**WRITTEN INSTRUCTION A**
Please copy out the passage on connotation and denotation between "Introduction" and "Logic Museum here.", inclusive.
**WRITTEN INSTRUCTION B**
Write what comes next in the passage on connotation and denotation, picking up after its final sentence.

Introduction
Aristotle on Essential Nature
Ockham's Theory of Descriptions
Ockham on Connotation
Buridan on Connotation
Cajetan on Nominal Essence
Arnauld on Nominal Definition
Locke on Nominal Definition
Mill's famous definition
Peirce on Comprehension and Extension
Joseph on Ockham on Connotation
Russell on Denoting
Frege on Connotation
For a connected piece, see Mill's comments on the distinction between accidental and essential propositions, also in the Logic Museum here.
Here is a collection of pieces, ranging from Aristotle to Frege, on the related subjects of connotation and denotation,
nominal and real essence, and nominal and real definition.
The distinction between nominal and real essence originates with Aristotle.
In the passage from the Posterior Analytics below, he argues that we can know the meaning of a made up name
(he gives the example 'goat stag') that denotes nothing, without knowing what he calls the 'essential nature'
of the thing that the name would denote, if there were such a thing.

(Excerpts from annotation records)
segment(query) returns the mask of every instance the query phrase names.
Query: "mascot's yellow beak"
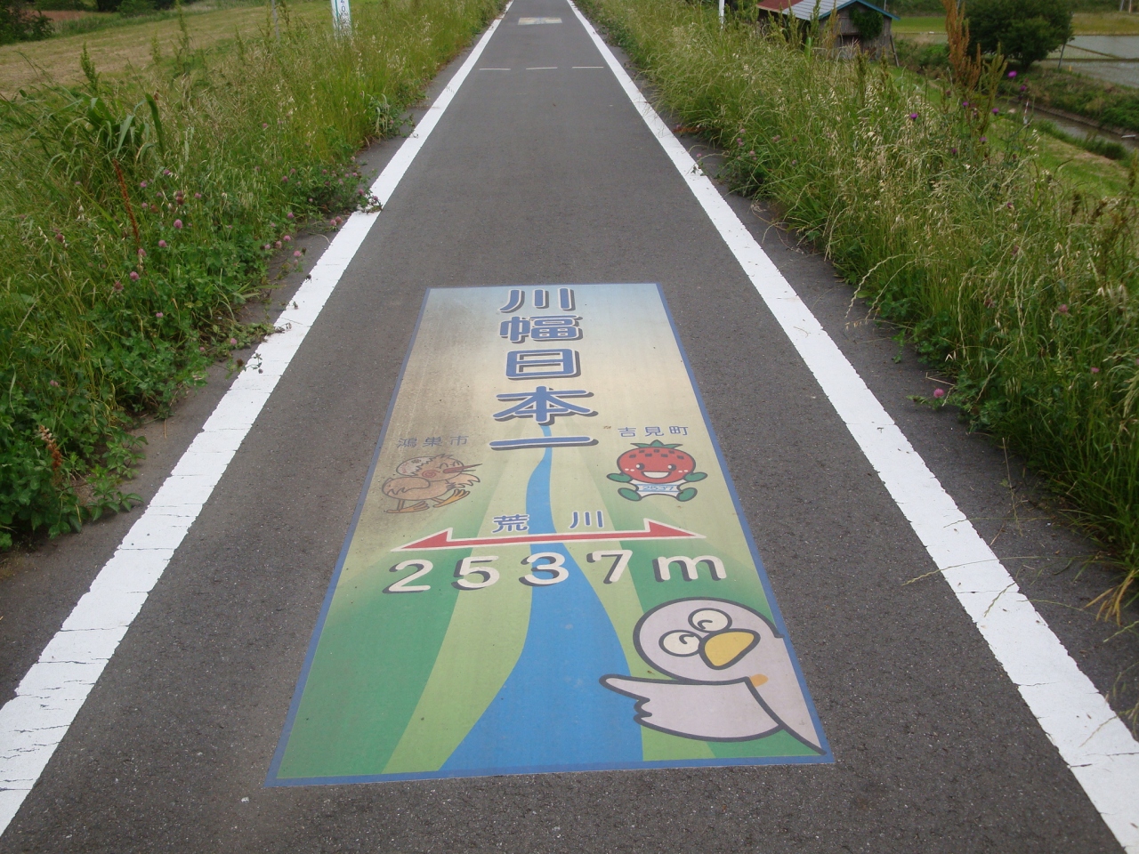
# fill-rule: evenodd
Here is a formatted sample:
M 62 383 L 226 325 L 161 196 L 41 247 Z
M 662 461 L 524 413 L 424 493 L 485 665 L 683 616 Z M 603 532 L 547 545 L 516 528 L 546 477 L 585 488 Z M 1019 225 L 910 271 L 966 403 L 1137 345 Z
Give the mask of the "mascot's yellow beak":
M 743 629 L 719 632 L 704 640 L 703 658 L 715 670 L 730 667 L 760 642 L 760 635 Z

**TASK RESPONSE A**
Introduction
Aristotle on Essential Nature
Ockham's Theory of Descriptions
Ockham on Connotation
Buridan on Connotation
Cajetan on Nominal Essence
Arnauld on Nominal Definition
Locke on Nominal Definition
Mill's famous definition
Peirce on Comprehension and Extension
Joseph on Ockham on Connotation
Russell on Denoting
Frege on Connotation
For a connected piece, see Mill's comments on the distinction between accidental and essential propositions, also in the Logic Museum here.

**TASK RESPONSE B**
These brief remarks, as with many of his brief remarks,
are the starting point of a huge controversy and discussion which lasts throughout the Middle Ages,
which occupies a defining position in the early modern era (it occupies most of book III of Locke's Essay Concerning Human Understanding),
and which is a philosophical issue today (I would like to have included some representative pieces from the 'analytic' era,
such as by Putnam and Kripke, but copyright reasons prevent this).
They imply the following distinctions.
First, between the meaning of a name such as 'man',
which the medieval logicians called the quid nominis or 'whatness of the name',
and the underlying nature common to all the things it names, which they called the quid rei or 'whatness of the thing'.
(Early modern philosophers like Locke used the corresponding English terms 'nominal essence' and 'real essence').
The name 'hobbit', for example, is perfectly meaningful.
It has a quid nominis.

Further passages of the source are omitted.